Your reply should hold only the lines from the one containing "Could you point out every instance of the white planter" to the final line of the listing below, restated word for word.

((

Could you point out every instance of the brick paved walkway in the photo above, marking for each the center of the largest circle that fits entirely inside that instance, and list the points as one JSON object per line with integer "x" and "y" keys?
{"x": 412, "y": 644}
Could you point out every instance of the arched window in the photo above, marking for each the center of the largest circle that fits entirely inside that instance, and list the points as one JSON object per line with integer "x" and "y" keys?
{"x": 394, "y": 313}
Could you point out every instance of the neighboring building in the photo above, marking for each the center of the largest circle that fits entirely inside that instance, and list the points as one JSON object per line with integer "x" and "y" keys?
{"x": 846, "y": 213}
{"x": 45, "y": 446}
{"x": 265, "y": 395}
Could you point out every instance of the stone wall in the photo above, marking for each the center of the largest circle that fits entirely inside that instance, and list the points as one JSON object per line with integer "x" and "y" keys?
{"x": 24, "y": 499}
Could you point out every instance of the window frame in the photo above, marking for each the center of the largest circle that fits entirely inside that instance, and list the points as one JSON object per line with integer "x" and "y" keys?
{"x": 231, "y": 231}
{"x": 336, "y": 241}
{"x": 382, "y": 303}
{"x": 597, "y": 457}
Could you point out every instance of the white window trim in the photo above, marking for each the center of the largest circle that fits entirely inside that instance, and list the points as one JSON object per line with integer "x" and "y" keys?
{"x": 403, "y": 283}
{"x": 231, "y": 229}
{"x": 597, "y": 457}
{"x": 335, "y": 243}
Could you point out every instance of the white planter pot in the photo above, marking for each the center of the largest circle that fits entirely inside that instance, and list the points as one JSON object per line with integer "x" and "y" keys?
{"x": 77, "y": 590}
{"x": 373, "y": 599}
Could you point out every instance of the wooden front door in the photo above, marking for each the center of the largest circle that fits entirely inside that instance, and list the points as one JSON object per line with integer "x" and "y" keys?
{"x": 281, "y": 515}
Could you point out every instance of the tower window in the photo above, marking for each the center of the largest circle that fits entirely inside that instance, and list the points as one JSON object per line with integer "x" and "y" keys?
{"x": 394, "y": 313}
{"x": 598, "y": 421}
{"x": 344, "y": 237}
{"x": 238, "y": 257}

))

* _YOUR RESPONSE_
Could you point out every instance of the white planter pot in the photo above, marking for each the center of the largest circle that fits entirely inside that instance, and list the points as one JSON object per line with integer "x" and "y" keys?
{"x": 77, "y": 590}
{"x": 373, "y": 599}
Could you point out every instance of the wooden front door in the photo above, marking for each the center of the largest circle that fits entirely inside that instance, and list the points as one JSON object per line with integer "x" and "y" keys?
{"x": 281, "y": 515}
Could you point out every instance of the tower window in the photo above, marking for each the center of the largest circle that fits entirely inside that instance, and list the points as one JSON object per line with integer "x" and "y" keys?
{"x": 394, "y": 313}
{"x": 598, "y": 421}
{"x": 344, "y": 237}
{"x": 238, "y": 257}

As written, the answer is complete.